### Texte à lire
....
Les turbulences qui secouent le monde arabe fournissent une bonne occasion de rappeler que, sur le plan économique, il n'y a rien de plus hétéroclite que ce «monde arabe».

Uni par une même langue, bien qu'il existe de fortes variantes d'un endroit à l'autre, et très majoritairement par une même religion (il existe une forte minorité chrétienne au Liban, et d'autres de quelque importance en Égypte, en Syrie et en Irak, mais plus de 95% des Arabes sont musulmans), le monde arabe est fortement morcelé sur le plan politique.

Selon les définitions, il existe plus ou moins une vingtaine de pays arabes. La Ligue arabe compte 22 membres, mais certains d'entre eux peuvent difficilement être qualifiés d'«arabes»; tel est le cas du Soudan, où les Arabes ne forment que 39% de la population, même s'ils contrôlent la vie politique et économique du pays.
....
### Consigne 1
Quels pays le texte sur le monde arabe nomme-t-il ? Citez-les tous.
### Consigne 2
Restituez à l'identique le passage du texte sur le monde arabe qui commence par « Uni par une » et s'achève sur « économique du pays. ».
### Consigne 3
D'après le texte sur le monde arabe, pourquoi le Soudan peut-il difficilement être qualifié d'« arabe » ?

Éléments de données
....
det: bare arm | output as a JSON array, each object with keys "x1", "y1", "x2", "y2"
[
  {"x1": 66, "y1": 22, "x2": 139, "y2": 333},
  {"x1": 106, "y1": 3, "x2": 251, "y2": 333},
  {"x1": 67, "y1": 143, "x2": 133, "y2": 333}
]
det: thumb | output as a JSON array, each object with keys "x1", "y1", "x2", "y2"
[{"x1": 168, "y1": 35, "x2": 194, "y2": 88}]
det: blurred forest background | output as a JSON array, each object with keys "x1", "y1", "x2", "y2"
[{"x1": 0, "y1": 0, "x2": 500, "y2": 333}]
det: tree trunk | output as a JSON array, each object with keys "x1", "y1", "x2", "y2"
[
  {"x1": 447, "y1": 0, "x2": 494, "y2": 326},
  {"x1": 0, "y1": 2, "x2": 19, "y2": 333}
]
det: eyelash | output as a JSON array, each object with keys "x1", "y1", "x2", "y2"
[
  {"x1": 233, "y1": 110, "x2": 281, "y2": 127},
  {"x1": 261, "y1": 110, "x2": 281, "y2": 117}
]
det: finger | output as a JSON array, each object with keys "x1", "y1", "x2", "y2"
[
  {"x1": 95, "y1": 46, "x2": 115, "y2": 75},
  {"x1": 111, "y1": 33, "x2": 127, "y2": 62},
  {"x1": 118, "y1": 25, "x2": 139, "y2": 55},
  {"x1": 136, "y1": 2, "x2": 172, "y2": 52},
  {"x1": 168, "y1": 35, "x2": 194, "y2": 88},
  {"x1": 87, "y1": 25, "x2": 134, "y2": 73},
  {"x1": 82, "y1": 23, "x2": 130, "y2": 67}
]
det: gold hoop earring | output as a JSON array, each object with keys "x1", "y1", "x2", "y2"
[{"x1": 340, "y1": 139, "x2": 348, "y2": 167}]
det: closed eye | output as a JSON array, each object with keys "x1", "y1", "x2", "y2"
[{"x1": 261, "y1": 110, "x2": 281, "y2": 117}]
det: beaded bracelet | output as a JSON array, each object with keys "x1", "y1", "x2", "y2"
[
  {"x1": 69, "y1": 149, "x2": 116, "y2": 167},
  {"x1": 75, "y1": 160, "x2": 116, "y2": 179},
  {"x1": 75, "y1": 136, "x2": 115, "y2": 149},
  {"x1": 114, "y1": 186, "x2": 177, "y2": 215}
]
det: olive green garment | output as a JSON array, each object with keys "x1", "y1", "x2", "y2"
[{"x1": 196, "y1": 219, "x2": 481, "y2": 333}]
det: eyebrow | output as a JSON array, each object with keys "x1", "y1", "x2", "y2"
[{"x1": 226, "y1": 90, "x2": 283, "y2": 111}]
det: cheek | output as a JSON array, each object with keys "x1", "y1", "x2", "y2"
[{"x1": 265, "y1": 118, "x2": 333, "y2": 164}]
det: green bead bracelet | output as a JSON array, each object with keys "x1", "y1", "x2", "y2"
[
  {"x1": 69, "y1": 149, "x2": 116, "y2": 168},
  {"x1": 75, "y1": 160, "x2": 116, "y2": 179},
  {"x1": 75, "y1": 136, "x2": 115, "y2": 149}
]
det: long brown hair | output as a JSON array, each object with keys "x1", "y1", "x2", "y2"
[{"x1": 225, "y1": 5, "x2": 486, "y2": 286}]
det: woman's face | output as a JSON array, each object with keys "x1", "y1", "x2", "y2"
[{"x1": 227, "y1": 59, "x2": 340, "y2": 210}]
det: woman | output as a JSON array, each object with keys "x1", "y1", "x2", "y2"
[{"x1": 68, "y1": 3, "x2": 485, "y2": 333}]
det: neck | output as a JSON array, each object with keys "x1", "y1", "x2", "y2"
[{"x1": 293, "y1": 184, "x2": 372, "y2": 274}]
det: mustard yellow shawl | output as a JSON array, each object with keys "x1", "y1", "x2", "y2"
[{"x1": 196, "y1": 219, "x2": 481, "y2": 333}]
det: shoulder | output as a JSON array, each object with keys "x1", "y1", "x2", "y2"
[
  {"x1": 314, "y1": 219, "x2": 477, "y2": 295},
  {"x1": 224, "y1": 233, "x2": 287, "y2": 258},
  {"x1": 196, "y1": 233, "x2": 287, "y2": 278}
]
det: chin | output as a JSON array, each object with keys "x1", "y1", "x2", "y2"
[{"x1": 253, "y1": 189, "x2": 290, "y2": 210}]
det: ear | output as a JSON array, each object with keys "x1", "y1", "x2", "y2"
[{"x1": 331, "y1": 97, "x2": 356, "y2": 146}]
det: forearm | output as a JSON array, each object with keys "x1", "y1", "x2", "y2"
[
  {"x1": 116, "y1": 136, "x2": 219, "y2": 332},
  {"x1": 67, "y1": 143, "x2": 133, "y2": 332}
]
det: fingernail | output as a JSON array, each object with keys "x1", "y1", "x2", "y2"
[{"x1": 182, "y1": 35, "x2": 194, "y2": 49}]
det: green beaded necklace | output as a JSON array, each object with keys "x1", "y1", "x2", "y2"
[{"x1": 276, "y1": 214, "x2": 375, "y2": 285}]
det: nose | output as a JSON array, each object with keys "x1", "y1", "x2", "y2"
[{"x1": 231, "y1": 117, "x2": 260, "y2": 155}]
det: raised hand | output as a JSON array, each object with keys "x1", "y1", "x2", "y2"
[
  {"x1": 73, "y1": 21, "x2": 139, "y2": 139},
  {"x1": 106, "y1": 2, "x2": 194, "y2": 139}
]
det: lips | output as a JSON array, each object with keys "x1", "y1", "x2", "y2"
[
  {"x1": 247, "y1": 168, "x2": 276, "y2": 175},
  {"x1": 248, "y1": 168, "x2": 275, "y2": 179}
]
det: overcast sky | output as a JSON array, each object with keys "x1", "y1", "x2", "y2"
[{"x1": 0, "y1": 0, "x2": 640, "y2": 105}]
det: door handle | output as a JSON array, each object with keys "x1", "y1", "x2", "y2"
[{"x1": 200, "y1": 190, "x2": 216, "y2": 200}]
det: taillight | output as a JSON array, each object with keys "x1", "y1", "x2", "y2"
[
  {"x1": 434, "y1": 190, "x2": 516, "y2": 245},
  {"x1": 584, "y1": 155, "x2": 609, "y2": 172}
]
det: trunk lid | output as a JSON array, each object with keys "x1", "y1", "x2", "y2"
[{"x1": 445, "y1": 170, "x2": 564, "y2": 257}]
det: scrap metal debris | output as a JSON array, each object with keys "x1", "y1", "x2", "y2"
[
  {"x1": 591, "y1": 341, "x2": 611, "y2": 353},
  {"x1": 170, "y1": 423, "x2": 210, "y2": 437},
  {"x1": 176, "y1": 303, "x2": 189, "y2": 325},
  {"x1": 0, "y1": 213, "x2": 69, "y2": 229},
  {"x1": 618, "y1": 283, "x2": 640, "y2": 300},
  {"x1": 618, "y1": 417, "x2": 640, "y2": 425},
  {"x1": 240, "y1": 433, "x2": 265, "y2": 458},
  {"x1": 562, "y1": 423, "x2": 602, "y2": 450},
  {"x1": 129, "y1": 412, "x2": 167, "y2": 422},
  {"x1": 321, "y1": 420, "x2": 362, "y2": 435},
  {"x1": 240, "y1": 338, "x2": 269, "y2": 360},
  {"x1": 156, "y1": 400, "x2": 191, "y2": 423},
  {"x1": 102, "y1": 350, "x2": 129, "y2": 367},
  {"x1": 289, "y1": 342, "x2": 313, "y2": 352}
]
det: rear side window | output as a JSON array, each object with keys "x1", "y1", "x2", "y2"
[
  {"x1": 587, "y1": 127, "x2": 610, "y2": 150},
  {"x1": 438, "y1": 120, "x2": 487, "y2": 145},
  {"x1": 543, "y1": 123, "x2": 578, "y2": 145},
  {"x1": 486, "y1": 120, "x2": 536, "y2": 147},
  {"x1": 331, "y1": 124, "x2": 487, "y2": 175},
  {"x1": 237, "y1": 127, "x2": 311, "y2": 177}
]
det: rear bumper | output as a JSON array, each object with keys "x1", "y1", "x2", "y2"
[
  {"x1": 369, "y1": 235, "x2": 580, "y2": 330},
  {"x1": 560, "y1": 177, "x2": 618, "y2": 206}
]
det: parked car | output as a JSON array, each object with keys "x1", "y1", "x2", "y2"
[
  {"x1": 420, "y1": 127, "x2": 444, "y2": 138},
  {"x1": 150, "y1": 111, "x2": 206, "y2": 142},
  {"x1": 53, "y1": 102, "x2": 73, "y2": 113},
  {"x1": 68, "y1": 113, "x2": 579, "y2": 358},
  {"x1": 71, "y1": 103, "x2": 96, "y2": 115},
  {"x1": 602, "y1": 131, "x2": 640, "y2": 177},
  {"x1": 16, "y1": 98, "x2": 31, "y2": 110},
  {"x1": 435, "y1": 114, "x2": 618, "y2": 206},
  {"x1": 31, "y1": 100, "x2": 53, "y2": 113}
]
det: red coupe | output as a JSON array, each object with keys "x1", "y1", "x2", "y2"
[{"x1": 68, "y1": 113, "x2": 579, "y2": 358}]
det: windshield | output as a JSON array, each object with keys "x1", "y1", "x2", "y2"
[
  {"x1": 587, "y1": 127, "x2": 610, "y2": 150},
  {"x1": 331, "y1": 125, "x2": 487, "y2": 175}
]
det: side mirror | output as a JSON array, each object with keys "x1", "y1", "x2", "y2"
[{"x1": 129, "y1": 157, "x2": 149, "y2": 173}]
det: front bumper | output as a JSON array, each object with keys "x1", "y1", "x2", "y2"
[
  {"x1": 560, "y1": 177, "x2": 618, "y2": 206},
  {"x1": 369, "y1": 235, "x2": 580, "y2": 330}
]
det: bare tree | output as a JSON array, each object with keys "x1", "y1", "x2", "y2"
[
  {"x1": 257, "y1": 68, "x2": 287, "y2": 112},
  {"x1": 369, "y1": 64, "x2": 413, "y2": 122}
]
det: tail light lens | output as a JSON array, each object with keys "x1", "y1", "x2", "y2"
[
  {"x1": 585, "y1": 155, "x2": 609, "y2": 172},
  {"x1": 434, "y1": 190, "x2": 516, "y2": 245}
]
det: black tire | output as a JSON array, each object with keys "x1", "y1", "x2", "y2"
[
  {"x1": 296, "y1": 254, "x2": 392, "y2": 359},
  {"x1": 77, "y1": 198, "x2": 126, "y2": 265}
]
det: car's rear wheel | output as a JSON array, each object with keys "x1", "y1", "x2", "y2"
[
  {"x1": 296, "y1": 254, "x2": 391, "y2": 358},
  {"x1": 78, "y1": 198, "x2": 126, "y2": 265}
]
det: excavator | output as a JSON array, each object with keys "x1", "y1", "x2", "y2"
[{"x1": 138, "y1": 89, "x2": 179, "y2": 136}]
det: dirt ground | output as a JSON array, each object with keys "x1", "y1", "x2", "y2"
....
### Corrigé détaillé 1
Liban, Égypte, Syrie, Irak, Soudan

### Corrigé détaillé 2
Uni par une même langue, bien qu'il existe de fortes variantes d'un endroit à l'autre, et très majoritairement par une même religion (il existe une forte minorité chrétienne au Liban, et d'autres de quelque importance en Égypte, en Syrie et en Irak, mais plus de 95% des Arabes sont musulmans), le monde arabe est fortement morcelé sur le plan politique.

Selon les définitions, il existe plus ou moins une vingtaine de pays arabes. La Ligue arabe compte 22 membres, mais certains d'entre eux peuvent difficilement être qualifiés d'«arabes»; tel est le cas du Soudan, où les Arabes ne forment que 39% de la population, même s'ils contrôlent la vie politique et économique du pays.

### Corrigé détaillé 3
Les Arabes ne forment que 39 % de la population du Soudan, même s'ils contrôlent la vie politique et économique du pays.